● **Exercise**
Please pick out and copy every line in the items below that contains the word "egret".

● **Recorded information**
══════
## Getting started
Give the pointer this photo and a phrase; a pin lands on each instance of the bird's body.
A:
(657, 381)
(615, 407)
══════
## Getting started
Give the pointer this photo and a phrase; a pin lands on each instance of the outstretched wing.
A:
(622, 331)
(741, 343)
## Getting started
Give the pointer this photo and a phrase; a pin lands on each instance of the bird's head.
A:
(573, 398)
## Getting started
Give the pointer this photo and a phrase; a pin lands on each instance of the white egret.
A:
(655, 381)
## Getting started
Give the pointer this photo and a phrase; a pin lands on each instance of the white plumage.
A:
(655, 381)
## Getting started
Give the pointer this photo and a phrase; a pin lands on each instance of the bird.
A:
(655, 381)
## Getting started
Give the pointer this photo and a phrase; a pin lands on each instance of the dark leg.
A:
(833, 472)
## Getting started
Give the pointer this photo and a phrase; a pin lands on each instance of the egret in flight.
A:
══════
● **Task solution**
Give the pointer this photo and a phrase; a pin lands on each instance of the white egret.
Give the pointer this photo and a phrase; a pin lands on each instance of the egret in flight.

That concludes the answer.